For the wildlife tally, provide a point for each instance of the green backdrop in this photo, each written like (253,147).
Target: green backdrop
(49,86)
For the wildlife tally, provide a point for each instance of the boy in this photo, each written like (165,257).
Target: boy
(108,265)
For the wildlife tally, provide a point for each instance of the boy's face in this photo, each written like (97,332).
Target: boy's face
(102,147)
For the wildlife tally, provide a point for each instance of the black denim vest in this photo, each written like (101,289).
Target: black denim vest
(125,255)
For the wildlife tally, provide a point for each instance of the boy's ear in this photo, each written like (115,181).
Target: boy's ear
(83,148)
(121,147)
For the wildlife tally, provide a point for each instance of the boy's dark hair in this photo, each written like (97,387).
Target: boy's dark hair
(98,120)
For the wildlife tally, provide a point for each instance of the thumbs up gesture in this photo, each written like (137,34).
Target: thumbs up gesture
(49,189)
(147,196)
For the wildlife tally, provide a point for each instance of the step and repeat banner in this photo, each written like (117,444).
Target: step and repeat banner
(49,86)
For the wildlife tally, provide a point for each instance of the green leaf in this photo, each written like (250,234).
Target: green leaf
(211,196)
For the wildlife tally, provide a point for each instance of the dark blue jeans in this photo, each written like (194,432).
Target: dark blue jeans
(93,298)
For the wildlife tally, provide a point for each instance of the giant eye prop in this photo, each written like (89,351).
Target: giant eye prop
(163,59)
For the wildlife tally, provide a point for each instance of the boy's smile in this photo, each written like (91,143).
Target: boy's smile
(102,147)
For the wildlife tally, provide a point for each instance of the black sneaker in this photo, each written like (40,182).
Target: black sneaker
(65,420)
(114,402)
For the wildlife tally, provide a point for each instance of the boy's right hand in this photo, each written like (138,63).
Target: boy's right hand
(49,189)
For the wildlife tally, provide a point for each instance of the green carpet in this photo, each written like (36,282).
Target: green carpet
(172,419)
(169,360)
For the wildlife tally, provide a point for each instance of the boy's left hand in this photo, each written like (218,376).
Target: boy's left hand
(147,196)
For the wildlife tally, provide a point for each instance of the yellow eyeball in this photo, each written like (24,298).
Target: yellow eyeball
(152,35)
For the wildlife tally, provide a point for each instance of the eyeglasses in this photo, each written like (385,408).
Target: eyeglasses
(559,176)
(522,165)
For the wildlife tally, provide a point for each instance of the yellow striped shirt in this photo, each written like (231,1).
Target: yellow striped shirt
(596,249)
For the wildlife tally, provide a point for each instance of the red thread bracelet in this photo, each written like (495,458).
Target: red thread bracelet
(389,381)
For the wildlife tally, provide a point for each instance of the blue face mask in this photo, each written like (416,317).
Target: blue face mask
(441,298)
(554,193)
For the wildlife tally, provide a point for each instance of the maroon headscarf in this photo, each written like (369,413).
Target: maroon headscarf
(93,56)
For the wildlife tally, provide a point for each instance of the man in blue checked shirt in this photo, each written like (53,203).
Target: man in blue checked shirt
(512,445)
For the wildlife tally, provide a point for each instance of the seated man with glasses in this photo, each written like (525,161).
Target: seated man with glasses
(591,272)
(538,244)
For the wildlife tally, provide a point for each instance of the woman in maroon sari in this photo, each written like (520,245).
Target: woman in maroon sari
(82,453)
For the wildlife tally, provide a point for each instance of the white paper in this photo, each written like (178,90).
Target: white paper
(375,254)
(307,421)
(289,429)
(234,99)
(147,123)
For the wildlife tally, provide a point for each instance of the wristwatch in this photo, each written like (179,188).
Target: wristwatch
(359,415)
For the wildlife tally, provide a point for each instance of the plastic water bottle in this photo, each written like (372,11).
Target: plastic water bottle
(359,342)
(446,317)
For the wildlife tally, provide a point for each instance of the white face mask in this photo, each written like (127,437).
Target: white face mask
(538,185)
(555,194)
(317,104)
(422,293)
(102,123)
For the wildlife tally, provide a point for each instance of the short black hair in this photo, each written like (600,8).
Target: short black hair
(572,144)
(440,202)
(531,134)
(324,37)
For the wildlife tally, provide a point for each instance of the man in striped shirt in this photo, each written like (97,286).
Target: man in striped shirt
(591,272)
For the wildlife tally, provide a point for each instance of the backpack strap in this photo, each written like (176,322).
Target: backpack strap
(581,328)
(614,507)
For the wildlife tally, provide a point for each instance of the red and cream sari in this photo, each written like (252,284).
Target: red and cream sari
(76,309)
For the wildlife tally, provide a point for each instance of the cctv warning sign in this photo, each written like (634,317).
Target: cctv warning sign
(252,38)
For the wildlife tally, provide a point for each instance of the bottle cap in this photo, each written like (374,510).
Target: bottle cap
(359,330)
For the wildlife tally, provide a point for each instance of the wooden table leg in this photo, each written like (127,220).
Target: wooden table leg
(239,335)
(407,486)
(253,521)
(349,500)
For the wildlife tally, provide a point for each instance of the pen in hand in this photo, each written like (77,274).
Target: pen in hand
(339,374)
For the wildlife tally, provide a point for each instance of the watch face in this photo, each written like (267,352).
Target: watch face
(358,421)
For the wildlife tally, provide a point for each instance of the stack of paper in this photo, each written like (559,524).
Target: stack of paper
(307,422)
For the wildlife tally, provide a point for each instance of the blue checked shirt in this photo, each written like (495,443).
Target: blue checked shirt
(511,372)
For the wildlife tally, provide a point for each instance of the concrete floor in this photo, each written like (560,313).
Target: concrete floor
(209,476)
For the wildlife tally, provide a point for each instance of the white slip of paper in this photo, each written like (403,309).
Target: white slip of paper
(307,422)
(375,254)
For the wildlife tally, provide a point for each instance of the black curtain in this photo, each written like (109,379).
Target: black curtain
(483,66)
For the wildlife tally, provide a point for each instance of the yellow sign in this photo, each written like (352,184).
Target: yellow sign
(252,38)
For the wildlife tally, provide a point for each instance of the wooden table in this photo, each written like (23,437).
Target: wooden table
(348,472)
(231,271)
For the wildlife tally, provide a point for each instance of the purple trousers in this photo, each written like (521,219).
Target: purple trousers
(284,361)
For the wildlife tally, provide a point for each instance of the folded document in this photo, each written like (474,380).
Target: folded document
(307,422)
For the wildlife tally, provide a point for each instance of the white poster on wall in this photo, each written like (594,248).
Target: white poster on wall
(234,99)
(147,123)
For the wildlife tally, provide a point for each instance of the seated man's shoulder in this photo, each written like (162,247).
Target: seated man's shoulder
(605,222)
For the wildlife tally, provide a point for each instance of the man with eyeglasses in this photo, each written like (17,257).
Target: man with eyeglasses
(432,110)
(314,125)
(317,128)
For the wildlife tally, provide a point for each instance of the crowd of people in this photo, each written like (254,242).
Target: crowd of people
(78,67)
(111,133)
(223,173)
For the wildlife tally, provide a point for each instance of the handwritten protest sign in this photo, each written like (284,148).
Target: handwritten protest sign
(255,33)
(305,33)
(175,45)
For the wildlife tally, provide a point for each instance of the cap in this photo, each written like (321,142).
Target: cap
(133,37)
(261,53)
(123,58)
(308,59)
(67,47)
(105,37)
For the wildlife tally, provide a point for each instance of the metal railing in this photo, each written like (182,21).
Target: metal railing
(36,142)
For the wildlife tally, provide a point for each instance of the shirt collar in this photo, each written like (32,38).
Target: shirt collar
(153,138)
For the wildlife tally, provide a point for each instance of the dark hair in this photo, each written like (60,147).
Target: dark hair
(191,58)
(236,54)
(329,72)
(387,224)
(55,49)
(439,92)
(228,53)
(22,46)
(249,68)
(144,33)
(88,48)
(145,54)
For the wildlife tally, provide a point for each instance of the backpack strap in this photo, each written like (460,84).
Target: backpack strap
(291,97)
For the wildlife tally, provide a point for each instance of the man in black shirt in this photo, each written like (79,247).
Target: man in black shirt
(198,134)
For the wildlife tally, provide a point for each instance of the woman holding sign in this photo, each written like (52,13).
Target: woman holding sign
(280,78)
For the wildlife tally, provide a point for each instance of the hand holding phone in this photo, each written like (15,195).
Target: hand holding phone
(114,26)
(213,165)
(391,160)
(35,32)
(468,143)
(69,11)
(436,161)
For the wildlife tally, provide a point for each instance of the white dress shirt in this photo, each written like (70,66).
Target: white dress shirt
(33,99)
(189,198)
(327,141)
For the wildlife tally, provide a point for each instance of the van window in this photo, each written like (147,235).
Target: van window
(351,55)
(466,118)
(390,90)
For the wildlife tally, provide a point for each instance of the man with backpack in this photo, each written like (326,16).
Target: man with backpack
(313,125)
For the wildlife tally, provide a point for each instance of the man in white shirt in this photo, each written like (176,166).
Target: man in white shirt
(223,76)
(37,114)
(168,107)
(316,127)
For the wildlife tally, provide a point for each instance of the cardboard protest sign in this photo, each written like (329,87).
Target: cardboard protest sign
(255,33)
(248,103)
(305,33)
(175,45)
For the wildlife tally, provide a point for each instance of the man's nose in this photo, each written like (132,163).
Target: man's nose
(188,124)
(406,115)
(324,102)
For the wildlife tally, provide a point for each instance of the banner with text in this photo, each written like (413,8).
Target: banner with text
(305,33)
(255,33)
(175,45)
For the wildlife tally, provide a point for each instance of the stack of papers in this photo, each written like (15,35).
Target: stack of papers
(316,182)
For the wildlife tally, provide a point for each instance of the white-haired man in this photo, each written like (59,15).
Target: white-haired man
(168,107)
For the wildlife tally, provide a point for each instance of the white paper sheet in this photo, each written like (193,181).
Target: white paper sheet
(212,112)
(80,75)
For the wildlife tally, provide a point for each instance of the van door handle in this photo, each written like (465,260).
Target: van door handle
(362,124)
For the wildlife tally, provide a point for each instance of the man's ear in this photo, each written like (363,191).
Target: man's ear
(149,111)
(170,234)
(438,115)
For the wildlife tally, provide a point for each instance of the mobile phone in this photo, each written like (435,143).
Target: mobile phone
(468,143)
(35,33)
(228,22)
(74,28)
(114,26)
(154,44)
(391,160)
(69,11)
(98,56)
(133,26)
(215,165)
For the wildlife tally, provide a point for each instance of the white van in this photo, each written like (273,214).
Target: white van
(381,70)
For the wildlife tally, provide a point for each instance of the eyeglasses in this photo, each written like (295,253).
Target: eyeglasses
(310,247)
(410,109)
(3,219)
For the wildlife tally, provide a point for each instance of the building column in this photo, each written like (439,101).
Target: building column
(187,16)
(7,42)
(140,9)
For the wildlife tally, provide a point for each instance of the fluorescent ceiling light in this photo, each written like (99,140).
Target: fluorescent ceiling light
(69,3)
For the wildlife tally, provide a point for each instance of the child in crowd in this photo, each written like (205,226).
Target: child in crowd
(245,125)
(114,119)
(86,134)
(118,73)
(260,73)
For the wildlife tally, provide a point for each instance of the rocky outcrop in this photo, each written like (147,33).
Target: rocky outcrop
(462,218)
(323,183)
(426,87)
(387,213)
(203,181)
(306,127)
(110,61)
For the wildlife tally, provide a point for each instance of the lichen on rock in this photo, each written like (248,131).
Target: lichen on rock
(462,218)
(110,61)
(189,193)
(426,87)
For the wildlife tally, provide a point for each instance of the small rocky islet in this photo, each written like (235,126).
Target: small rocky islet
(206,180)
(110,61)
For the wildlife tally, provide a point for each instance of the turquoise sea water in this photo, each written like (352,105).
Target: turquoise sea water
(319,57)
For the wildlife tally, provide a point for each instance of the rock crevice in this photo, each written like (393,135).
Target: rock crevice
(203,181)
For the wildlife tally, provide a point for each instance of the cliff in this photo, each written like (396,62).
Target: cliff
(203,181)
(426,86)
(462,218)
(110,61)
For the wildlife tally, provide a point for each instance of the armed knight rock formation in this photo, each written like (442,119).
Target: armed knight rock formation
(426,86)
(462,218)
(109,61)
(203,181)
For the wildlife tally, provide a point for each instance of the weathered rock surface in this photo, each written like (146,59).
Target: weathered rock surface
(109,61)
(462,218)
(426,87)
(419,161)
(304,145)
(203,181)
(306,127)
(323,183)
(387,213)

> _EXERCISE OBJECTIVE_
Extract the lines above from the one containing "written like (248,131)." to the last line, both included, exactly as written.

> _EXERCISE RESPONSE_
For the wildlife tally, provide a point for each instance of the lichen on rock in this photo, each written like (248,131).
Target: lichen on rock
(462,218)
(110,61)
(189,193)
(426,87)
For the wildlife tally, provide a point for each instance of the small rocky islet in this photo, each written like (235,126).
Target: small rocky islet
(206,180)
(110,61)
For the wildlife tally, provide a point for each instance of the turquoise sea water in this photo, each written like (352,105).
Target: turquoise sea water
(319,57)
For the wildlife tally, provide a point for each instance of the rock crevice in this photo, each written like (393,135).
Target: rock crevice
(203,181)
For the wildlife tally, provide a point for each instance of the cliff in this photo, each written like (396,62).
Target: cliff
(203,181)
(426,86)
(462,218)
(110,61)
For the wildlife tally, provide a point for each instance of the armed knight rock formation in this photo, each written like (442,119).
Target: armed knight rock formation
(426,86)
(462,218)
(109,61)
(203,181)
For the wildlife tally, provide a point for each instance of the weathered rock surface in this photo, each written like (146,59).
Target: weathered rock surface
(109,61)
(462,218)
(426,87)
(419,161)
(304,145)
(203,181)
(306,127)
(323,183)
(387,213)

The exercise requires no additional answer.